■ **Work request**: With images removed, transcribe each record exactly as it appears.

■ **Excerpted records**:
------------------------------------------------------------------------
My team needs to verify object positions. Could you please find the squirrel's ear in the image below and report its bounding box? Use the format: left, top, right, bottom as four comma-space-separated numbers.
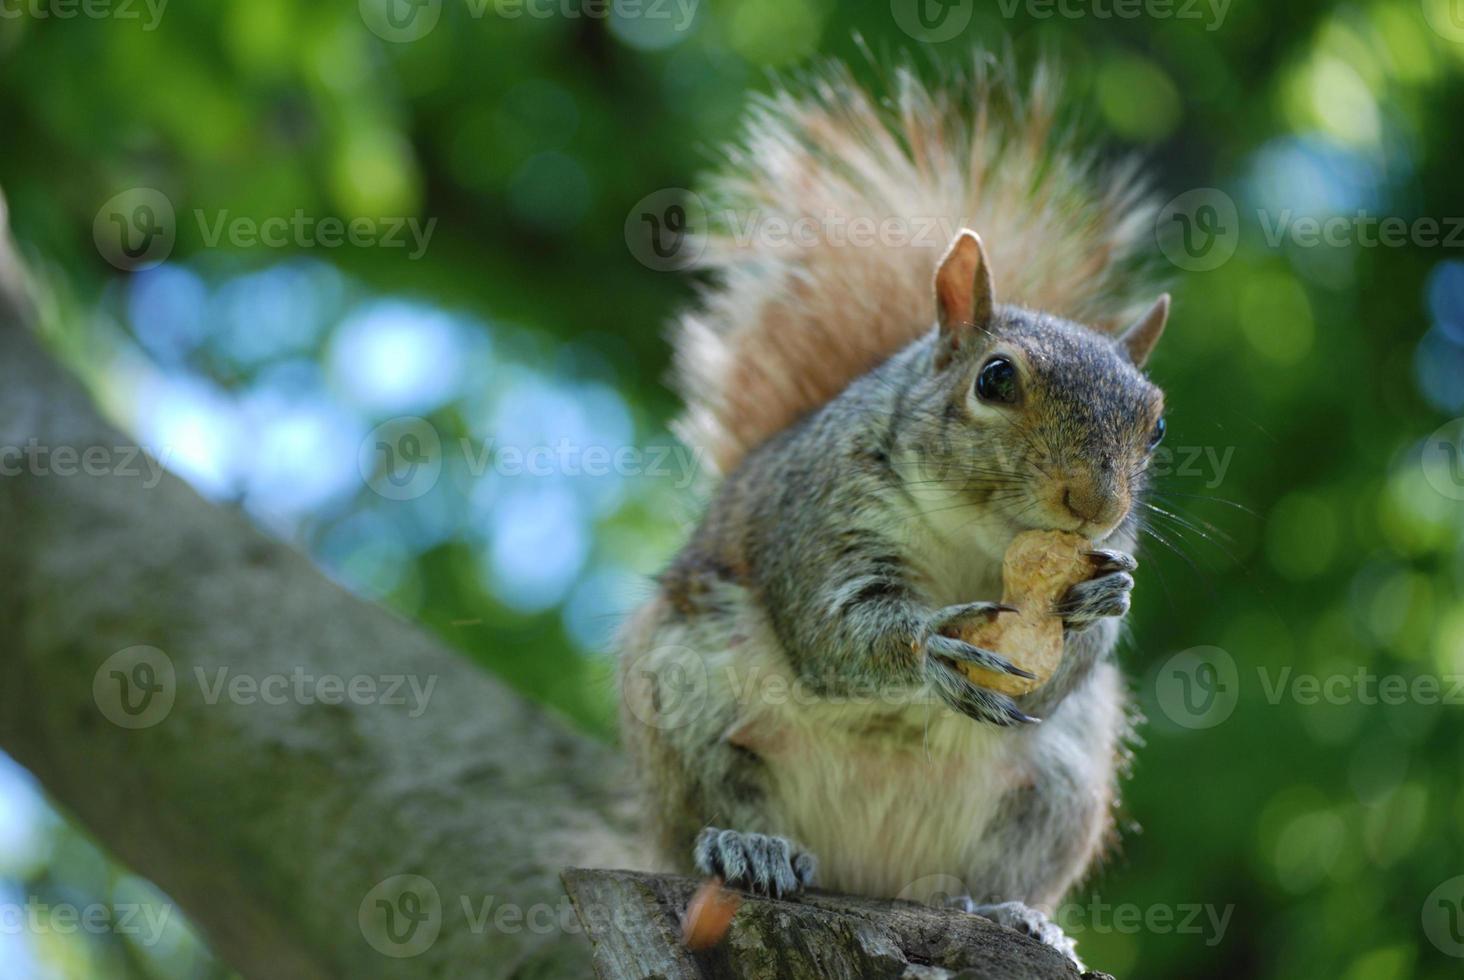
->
1119, 294, 1170, 367
934, 229, 995, 369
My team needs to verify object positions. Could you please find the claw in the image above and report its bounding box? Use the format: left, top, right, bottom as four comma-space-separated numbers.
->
1085, 549, 1137, 574
930, 600, 1017, 634
926, 635, 1036, 679
1005, 702, 1041, 725
924, 655, 1043, 727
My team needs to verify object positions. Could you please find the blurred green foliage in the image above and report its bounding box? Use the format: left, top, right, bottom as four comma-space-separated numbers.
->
2, 0, 1464, 977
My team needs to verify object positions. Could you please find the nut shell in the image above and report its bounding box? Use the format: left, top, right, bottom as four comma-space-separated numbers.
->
682, 878, 741, 951
954, 530, 1092, 695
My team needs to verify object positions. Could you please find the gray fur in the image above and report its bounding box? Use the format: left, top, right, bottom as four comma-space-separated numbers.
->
620, 303, 1163, 965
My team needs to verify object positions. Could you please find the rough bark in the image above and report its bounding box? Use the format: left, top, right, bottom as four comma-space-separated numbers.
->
0, 211, 1110, 980
563, 869, 1104, 980
0, 220, 635, 978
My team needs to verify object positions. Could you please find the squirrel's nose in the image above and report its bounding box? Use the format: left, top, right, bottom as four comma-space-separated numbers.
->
1061, 481, 1126, 534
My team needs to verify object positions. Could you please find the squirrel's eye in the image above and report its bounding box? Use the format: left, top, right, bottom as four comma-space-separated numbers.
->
1148, 417, 1166, 450
975, 357, 1019, 404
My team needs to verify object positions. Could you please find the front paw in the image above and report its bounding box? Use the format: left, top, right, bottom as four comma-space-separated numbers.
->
1057, 550, 1136, 629
919, 602, 1039, 726
693, 828, 816, 899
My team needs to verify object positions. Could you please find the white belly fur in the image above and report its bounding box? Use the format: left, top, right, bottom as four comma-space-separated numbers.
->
682, 491, 1118, 905
714, 634, 1031, 904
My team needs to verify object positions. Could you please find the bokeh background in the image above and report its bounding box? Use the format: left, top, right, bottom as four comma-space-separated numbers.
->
2, 0, 1464, 977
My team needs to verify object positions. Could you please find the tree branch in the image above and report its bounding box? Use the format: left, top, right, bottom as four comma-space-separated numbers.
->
563, 869, 1104, 980
0, 217, 635, 977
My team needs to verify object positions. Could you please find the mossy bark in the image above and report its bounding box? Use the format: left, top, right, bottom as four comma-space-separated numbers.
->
563, 869, 1107, 980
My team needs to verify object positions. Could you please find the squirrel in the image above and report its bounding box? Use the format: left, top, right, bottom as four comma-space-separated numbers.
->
619, 57, 1170, 968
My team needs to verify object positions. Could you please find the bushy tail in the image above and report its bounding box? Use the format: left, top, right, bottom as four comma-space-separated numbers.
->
672, 55, 1161, 476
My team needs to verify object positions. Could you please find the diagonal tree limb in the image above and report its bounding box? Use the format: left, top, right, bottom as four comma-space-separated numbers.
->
563, 869, 1103, 980
0, 216, 636, 978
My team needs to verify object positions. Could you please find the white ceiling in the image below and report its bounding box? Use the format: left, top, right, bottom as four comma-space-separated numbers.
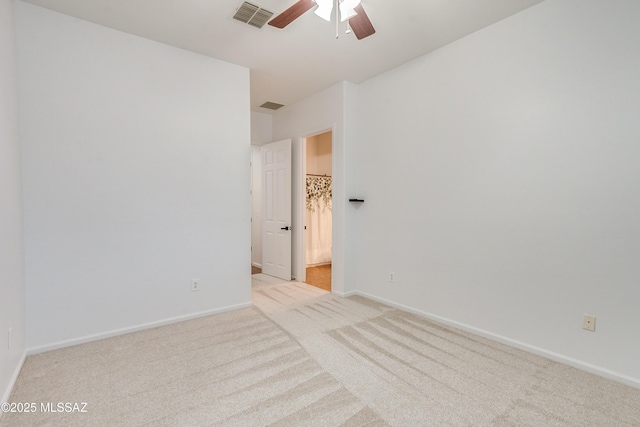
------------------------------------------------------------------------
■ **Solution**:
My team needs to verify object positions. Could you please find the squirrel's ear in the image below and report its bounding box? Use the format: left, top, right, bottom as four comma-space-separated numbers.
->
1119, 294, 1170, 367
934, 229, 995, 369
My team needs to verify object positions. Could you please find the claw in the image above and report its bounding box? Use the format: left, top, right, bottom as four comma-space-separated numbers.
->
1085, 549, 1137, 574
930, 600, 1017, 634
926, 635, 1036, 679
1005, 702, 1041, 725
924, 655, 1043, 727
My team needs to verify object positions. Could you please find the blurred green foliage in the image above and report its bounding box? Use the format: left, top, right, bottom as four comma-space-separated numbers.
->
2, 0, 1464, 977
My team needs to verify object positions. Could you please find the nut shell in the image above and report its bounding box? Use the format: left, top, right, bottom as four comma-space-separated numbers.
->
682, 878, 741, 951
954, 530, 1092, 695
My team needs to verify object positions. Could you please find the gray fur in the image above and report its bounding box? Use the format: left, top, right, bottom as four comma-space-separated numbers.
->
620, 303, 1163, 965
My team needs to verify object positions. Could you please find the rough bark in the image above and report its bounding box? Use the format: left, top, right, bottom as four comma-space-separated numbers.
->
0, 211, 1110, 980
563, 869, 1104, 980
0, 220, 635, 978
My team needs to verify object positions. Could you please find the squirrel's nose in the image above and report its bounding box? Use the format: left, top, right, bottom as four comma-space-separated numbers.
->
1061, 481, 1126, 534
My team needs to verify object positions. Could you please find the squirrel's eye in the image above and report its bounding box? Use the format: left, top, right, bottom as four comma-space-separated numbers.
->
1148, 417, 1166, 450
975, 357, 1019, 404
My team needs to verify object positions. Could you please find the front paw in the image above and report its bounding box? Use the format: left, top, right, bottom as four comma-space-separated numbers.
->
1057, 550, 1136, 629
919, 602, 1039, 726
693, 828, 816, 899
My team needs to verify object positions. Could you please find the white belly fur in the image above and report its bounding box? Use the format: left, top, right, bottom as four comma-space-separated numbers.
->
682, 491, 1118, 905
714, 634, 1031, 904
My team needs to verify object positions. Could you please find the bokeh background in the image above and report its bounding box? Use the format: left, top, right, bottom as four comma-space-separated numbers.
->
2, 0, 1464, 977
My team needs to verify object positions. Could you please find the tree branch in the image above and report its bounding box? Use the format: left, top, right, bottom as four comma-space-separated numbers.
->
563, 869, 1104, 980
0, 217, 635, 977
My team needs to verify object positions. Could you please find the mossy bark in the image above and report its bounding box? Use the format: left, top, right, bottom as four comma-space-separated numbers.
->
563, 869, 1107, 980
My team needs to verify object positions. Could you please find the squirrel in the image above and report its bounding box? Use the format: left, top, right, bottom as four comma-space-separated numbers.
->
619, 57, 1170, 968
My team needs to verify object positions. Could you please find the bushy tail in the image above and report its bounding box? Use the format: left, top, right, bottom as four comma-space-separated numbers.
->
672, 55, 1161, 476
My team needs to verify object positions. Could you please find the diagonal tree limb in the image above and report its bounding box? Use the format: left, top, right, bottom as four comma-space-separated numbers.
->
563, 869, 1103, 980
0, 216, 636, 978
My team needs to verify object positions. Could you please find the white ceiling in the image below and report its bounding box? Use the format: left, top, right, bottom as four comma-space-separated numbers.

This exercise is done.